■ Document text

Another feature of a drive device according to the invention is that a gear 
box is provided as a mechanical connection between the internal combustion 
engine, generator and the respective auxiliary aggregates. In this way, 
suitable mechanical connection is ensured which takes into consideration 
the requirements of the particular auxiliary aggregates. 
Preferably, several auxiliary aggregates can be connected simultaneously to 
the generator or optionally to the internal combustion engine. 
While the internal combustion engine utilized in the inventive device can 
be a diesel engine such as those utilized in many types of vehicles, both 
the generator and the electrical drive motor are preferably designed as 
transverse-flow machines. Advantageously, the high efficiency of 
transverse-flow machines can be utilized 90% to 95%. Such transverse-flow 
machines are known and described, for example, in DE 39 27 453.

Pointing dataset excerpts

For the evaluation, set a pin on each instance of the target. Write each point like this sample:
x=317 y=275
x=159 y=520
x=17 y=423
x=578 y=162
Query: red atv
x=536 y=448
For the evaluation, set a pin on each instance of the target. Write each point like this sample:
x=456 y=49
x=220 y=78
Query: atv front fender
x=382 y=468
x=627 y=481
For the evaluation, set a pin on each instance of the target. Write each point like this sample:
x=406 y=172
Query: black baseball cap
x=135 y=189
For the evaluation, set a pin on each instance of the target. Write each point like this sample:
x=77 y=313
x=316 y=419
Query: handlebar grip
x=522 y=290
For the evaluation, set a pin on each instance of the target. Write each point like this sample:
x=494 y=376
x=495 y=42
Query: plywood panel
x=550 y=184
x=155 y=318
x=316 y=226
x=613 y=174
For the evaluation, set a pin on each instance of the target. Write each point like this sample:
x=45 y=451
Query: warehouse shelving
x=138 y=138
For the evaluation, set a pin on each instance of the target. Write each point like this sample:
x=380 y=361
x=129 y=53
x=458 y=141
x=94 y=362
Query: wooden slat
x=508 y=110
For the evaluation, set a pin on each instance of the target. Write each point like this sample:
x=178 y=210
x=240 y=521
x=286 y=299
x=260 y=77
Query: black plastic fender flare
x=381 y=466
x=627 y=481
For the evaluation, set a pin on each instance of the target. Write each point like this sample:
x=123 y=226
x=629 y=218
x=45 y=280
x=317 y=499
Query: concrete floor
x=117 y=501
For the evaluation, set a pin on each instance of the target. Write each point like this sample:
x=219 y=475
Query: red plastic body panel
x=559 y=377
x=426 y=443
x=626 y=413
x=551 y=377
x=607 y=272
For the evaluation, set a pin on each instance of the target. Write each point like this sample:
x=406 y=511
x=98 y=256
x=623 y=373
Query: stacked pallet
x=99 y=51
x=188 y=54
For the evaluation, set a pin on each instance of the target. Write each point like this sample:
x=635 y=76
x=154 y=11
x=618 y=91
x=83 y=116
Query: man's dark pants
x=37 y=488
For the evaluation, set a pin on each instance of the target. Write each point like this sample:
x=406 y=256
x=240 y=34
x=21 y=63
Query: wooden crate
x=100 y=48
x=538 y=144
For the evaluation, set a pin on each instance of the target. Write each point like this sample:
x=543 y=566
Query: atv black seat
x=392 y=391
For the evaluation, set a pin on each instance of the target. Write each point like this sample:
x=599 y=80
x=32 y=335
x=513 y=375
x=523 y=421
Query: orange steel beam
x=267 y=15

■ Work instructions
In the drive device text, rewrite the part starting with "Another feature of" and going on through "particular auxiliary aggregates.", substituting "ancillary units" for "auxiliary aggregates".

■ Answer to the exercise
Another feature of a drive device according to the invention is that a gear 
box is provided as a mechanical connection between the internal combustion 
engine, generator and the respective ancillary units. In this way, 
suitable mechanical connection is ensured which takes into consideration 
the requirements of the particular ancillary units.